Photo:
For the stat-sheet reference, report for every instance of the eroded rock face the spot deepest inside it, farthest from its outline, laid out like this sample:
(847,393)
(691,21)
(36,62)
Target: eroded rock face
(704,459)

========

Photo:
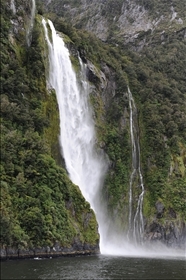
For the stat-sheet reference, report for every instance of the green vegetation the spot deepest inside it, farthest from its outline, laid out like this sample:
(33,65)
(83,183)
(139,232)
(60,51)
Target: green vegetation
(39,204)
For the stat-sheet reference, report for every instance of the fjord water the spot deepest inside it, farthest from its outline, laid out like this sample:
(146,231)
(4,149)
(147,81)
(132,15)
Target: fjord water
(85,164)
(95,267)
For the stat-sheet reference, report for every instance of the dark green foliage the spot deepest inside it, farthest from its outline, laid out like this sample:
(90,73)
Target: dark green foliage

========

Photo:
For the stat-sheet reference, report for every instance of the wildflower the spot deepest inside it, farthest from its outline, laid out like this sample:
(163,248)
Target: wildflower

========

● Requirements:
Copy the lines of the data above unchanged, starting with the line that contains "of the dark" and stopping after the line that contains "Target: dark green foliage".

● Answer below:
For the stat-sheet reference, report for every instance of the dark green foliage the spot deepest inside it, farthest from its outline, laid out like this sample:
(90,73)
Target: dark green foliage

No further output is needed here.